What this task involves: Recast the lines from the one containing "look for window." through the end of the items, both included, as a numbered list, leaving out any blank lines.

▬▬▬▬▬▬▬▬▬▬

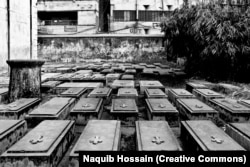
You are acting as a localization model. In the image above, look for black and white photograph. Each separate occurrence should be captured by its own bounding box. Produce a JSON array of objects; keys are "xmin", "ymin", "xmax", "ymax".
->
[{"xmin": 0, "ymin": 0, "xmax": 250, "ymax": 167}]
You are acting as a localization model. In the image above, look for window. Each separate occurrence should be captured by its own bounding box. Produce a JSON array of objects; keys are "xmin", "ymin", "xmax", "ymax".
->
[
  {"xmin": 139, "ymin": 11, "xmax": 163, "ymax": 22},
  {"xmin": 114, "ymin": 10, "xmax": 136, "ymax": 22}
]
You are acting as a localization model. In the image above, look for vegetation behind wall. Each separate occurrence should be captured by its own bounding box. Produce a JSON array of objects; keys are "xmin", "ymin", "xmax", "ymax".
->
[{"xmin": 161, "ymin": 4, "xmax": 250, "ymax": 82}]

▬▬▬▬▬▬▬▬▬▬

Task result:
1. You are acting as a localization model. In the image above, look for window. Each separate occurrence should be captured by its own bounding box. Produce a JSON array of objects; keys are "xmin", "ymin", "xmax", "ymax".
2. ->
3. [
4.   {"xmin": 139, "ymin": 11, "xmax": 163, "ymax": 22},
5.   {"xmin": 114, "ymin": 10, "xmax": 136, "ymax": 22}
6. ]
7. You are acting as a localization model. In the image above, look for vegetation behind wall. Each separate occurrence should be captured by its own bounding box. Produce a JSON array of objects; keys are "xmin", "ymin", "xmax", "ymax".
8. ->
9. [{"xmin": 161, "ymin": 4, "xmax": 250, "ymax": 82}]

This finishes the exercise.